Please rewrite the lines below, swapping every "target" for "object" and leaving everything else unchanged.
□ □ □ □ □
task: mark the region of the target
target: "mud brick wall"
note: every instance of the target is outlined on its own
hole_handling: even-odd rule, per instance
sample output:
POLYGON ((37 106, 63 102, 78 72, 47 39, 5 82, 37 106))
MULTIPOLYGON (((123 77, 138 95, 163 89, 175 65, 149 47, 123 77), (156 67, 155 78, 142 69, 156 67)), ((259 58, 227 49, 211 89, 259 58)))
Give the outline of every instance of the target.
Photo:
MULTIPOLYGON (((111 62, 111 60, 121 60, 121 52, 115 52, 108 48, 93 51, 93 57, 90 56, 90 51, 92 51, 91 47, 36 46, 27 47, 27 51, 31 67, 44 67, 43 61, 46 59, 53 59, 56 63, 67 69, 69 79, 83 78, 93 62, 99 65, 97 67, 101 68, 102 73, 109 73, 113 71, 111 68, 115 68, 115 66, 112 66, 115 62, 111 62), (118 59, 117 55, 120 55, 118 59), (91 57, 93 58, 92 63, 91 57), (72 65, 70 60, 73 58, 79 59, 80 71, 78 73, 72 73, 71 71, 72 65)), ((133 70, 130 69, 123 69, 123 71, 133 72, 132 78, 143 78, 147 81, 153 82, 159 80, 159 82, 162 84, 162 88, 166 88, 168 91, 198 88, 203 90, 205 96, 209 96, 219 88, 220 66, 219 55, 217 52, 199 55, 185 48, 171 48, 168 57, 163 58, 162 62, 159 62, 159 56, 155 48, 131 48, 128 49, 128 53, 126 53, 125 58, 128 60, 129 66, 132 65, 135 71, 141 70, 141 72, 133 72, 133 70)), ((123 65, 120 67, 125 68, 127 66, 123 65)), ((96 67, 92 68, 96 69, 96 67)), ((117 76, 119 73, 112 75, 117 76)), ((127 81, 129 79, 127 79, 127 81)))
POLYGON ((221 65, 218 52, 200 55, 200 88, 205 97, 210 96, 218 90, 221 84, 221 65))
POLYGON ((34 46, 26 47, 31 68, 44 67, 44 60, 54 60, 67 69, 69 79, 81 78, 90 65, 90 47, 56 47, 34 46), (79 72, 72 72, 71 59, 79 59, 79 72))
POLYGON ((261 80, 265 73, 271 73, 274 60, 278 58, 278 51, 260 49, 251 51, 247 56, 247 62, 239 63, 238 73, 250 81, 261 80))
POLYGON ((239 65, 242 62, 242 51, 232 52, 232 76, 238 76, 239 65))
□ □ □ □ □
#### Correct response:
task: mark the region of the object
object: "mud brick wall"
note: every instance of the object is outlined on its own
hole_handling: even-odd rule, per instance
sample output:
POLYGON ((37 106, 63 102, 78 72, 47 39, 5 82, 37 106))
MULTIPOLYGON (((123 77, 138 95, 163 89, 175 65, 149 47, 123 77), (156 67, 155 78, 142 69, 156 67)), ((259 58, 227 49, 211 89, 259 58)))
Give the outline of every instance of the object.
Photo:
MULTIPOLYGON (((111 62, 111 60, 121 60, 121 52, 115 52, 108 48, 93 51, 93 57, 90 56, 90 51, 92 51, 91 47, 36 46, 27 47, 27 51, 31 67, 44 67, 43 61, 46 59, 53 59, 56 63, 67 69, 69 79, 83 78, 93 62, 99 65, 97 67, 101 68, 102 73, 109 73, 113 71, 111 68, 115 68, 115 66, 112 66, 115 62, 111 62), (118 59, 117 55, 120 55, 118 59), (91 57, 93 58, 92 63, 91 57), (72 65, 70 60, 73 58, 79 59, 80 71, 78 73, 72 73, 71 71, 72 65)), ((133 70, 130 69, 123 69, 123 71, 133 72, 132 78, 143 78, 147 81, 153 82, 159 80, 159 82, 162 84, 162 88, 166 88, 168 91, 198 88, 203 90, 205 96, 209 96, 219 88, 220 66, 219 55, 217 52, 199 55, 185 48, 171 48, 168 57, 163 58, 162 62, 159 62, 159 56, 155 48, 131 48, 128 49, 128 53, 126 53, 125 58, 128 60, 129 66, 132 65, 135 71, 141 70, 141 72, 133 72, 133 70)), ((123 65, 120 67, 125 68, 127 66, 123 65)), ((96 67, 92 68, 96 69, 96 67)), ((117 76, 119 73, 112 75, 117 76)), ((127 81, 129 79, 127 79, 127 81)))
POLYGON ((221 65, 218 52, 200 55, 200 88, 205 97, 210 96, 218 90, 221 84, 221 65))
POLYGON ((34 46, 26 47, 31 68, 44 67, 44 60, 54 60, 67 69, 69 79, 81 78, 90 65, 90 47, 56 47, 34 46), (79 72, 72 72, 71 59, 79 59, 79 72))
POLYGON ((261 80, 265 73, 271 73, 274 60, 278 58, 278 51, 260 49, 251 51, 247 56, 247 62, 239 63, 238 73, 250 81, 261 80))
POLYGON ((239 65, 242 62, 242 51, 232 52, 232 76, 238 76, 239 65))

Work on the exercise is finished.